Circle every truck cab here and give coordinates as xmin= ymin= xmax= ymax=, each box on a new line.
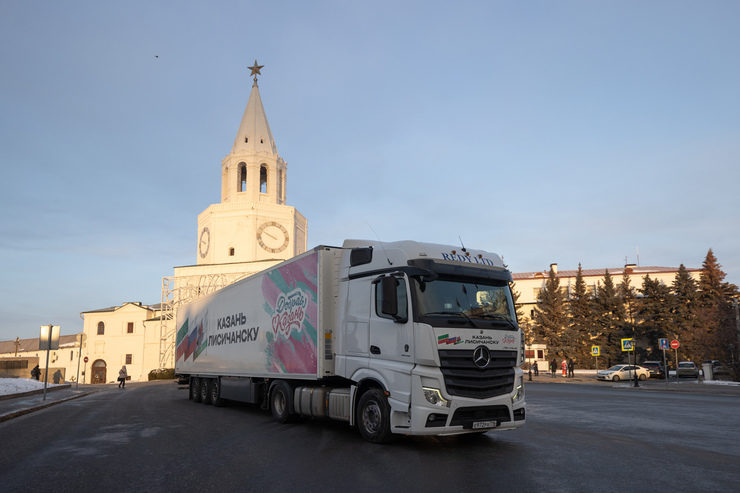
xmin=334 ymin=240 xmax=525 ymax=441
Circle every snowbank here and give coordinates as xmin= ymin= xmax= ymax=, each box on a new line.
xmin=0 ymin=378 xmax=62 ymax=395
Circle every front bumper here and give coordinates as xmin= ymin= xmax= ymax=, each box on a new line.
xmin=393 ymin=366 xmax=526 ymax=435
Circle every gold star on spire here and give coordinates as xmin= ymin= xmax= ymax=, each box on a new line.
xmin=247 ymin=60 xmax=264 ymax=82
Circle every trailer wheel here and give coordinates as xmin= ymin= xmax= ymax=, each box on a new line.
xmin=200 ymin=378 xmax=212 ymax=404
xmin=190 ymin=378 xmax=201 ymax=402
xmin=356 ymin=389 xmax=391 ymax=443
xmin=270 ymin=381 xmax=293 ymax=423
xmin=208 ymin=377 xmax=224 ymax=407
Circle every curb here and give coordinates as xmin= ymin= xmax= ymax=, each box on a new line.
xmin=0 ymin=389 xmax=97 ymax=423
xmin=0 ymin=383 xmax=72 ymax=401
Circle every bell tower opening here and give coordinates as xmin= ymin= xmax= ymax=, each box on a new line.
xmin=238 ymin=163 xmax=247 ymax=192
xmin=260 ymin=164 xmax=267 ymax=193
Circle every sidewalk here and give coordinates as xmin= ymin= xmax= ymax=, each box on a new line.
xmin=0 ymin=384 xmax=99 ymax=422
xmin=524 ymin=370 xmax=740 ymax=396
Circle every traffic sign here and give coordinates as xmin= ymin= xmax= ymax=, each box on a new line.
xmin=621 ymin=339 xmax=635 ymax=351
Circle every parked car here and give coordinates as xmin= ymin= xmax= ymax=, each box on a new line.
xmin=703 ymin=359 xmax=730 ymax=380
xmin=640 ymin=361 xmax=665 ymax=378
xmin=596 ymin=365 xmax=650 ymax=382
xmin=677 ymin=361 xmax=699 ymax=378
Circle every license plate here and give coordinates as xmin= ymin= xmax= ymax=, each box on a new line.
xmin=473 ymin=421 xmax=498 ymax=430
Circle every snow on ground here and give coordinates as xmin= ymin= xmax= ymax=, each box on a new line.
xmin=0 ymin=378 xmax=62 ymax=395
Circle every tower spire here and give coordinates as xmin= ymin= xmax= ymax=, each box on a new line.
xmin=231 ymin=60 xmax=278 ymax=155
xmin=247 ymin=58 xmax=264 ymax=85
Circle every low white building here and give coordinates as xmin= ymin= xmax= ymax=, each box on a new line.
xmin=0 ymin=334 xmax=85 ymax=383
xmin=80 ymin=301 xmax=160 ymax=383
xmin=76 ymin=63 xmax=308 ymax=383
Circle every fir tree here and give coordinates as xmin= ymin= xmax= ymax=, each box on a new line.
xmin=691 ymin=248 xmax=737 ymax=360
xmin=534 ymin=268 xmax=567 ymax=356
xmin=666 ymin=264 xmax=699 ymax=343
xmin=564 ymin=263 xmax=593 ymax=366
xmin=617 ymin=268 xmax=646 ymax=357
xmin=636 ymin=275 xmax=673 ymax=358
xmin=593 ymin=270 xmax=625 ymax=365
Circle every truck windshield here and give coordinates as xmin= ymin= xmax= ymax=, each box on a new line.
xmin=411 ymin=277 xmax=517 ymax=330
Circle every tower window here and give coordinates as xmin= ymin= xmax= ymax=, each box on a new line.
xmin=239 ymin=163 xmax=247 ymax=192
xmin=260 ymin=164 xmax=267 ymax=193
xmin=278 ymin=170 xmax=285 ymax=203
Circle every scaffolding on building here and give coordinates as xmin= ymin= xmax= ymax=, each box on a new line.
xmin=159 ymin=272 xmax=254 ymax=368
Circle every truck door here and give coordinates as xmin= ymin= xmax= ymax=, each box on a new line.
xmin=369 ymin=273 xmax=414 ymax=402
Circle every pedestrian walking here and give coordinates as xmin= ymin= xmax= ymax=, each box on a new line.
xmin=118 ymin=365 xmax=128 ymax=389
xmin=26 ymin=365 xmax=41 ymax=380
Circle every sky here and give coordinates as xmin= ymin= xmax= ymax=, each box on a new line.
xmin=0 ymin=0 xmax=740 ymax=340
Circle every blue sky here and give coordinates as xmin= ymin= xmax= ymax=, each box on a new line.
xmin=0 ymin=1 xmax=740 ymax=340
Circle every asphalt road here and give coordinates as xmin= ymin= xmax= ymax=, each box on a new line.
xmin=0 ymin=382 xmax=740 ymax=492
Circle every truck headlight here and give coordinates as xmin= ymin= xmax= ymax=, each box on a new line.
xmin=519 ymin=330 xmax=526 ymax=365
xmin=511 ymin=378 xmax=524 ymax=404
xmin=421 ymin=387 xmax=450 ymax=407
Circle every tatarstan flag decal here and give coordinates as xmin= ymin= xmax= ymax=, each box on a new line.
xmin=437 ymin=334 xmax=462 ymax=344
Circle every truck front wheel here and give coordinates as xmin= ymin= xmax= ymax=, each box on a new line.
xmin=200 ymin=378 xmax=213 ymax=404
xmin=190 ymin=378 xmax=201 ymax=402
xmin=208 ymin=377 xmax=224 ymax=407
xmin=357 ymin=389 xmax=391 ymax=443
xmin=270 ymin=381 xmax=293 ymax=423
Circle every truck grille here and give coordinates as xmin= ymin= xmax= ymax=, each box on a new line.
xmin=439 ymin=349 xmax=516 ymax=399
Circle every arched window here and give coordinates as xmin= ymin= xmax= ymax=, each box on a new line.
xmin=260 ymin=164 xmax=267 ymax=193
xmin=278 ymin=170 xmax=285 ymax=204
xmin=239 ymin=163 xmax=247 ymax=192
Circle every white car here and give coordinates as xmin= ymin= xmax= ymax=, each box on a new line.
xmin=596 ymin=365 xmax=650 ymax=382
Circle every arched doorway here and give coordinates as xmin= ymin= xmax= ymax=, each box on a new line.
xmin=90 ymin=359 xmax=106 ymax=383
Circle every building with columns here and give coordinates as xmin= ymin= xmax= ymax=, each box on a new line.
xmin=512 ymin=263 xmax=701 ymax=371
xmin=76 ymin=61 xmax=308 ymax=382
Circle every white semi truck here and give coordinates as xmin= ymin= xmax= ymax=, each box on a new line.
xmin=175 ymin=240 xmax=525 ymax=442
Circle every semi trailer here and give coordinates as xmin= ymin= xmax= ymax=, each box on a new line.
xmin=175 ymin=240 xmax=525 ymax=443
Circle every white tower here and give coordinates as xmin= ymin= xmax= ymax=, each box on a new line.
xmin=197 ymin=61 xmax=307 ymax=265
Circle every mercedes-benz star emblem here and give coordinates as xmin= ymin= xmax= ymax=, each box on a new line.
xmin=473 ymin=346 xmax=491 ymax=368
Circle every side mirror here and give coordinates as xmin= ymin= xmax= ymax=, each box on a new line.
xmin=380 ymin=276 xmax=398 ymax=318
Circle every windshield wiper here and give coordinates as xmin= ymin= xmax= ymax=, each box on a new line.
xmin=476 ymin=313 xmax=518 ymax=330
xmin=424 ymin=312 xmax=478 ymax=329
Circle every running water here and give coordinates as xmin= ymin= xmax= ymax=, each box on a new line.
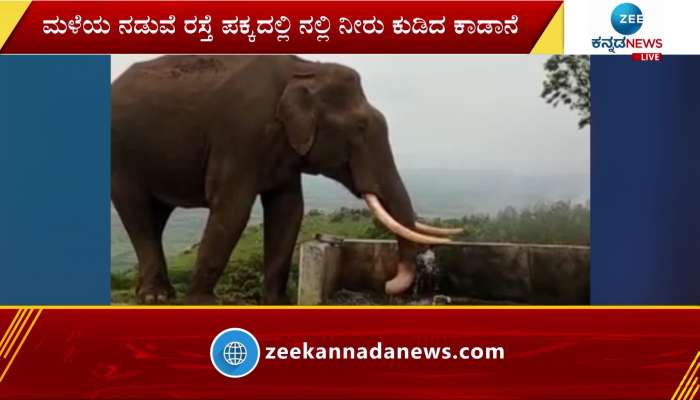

--------------------

→ The exercise
How many lines in the rows above contain the string "semi"? Reply with the number only.

→ Right answer
2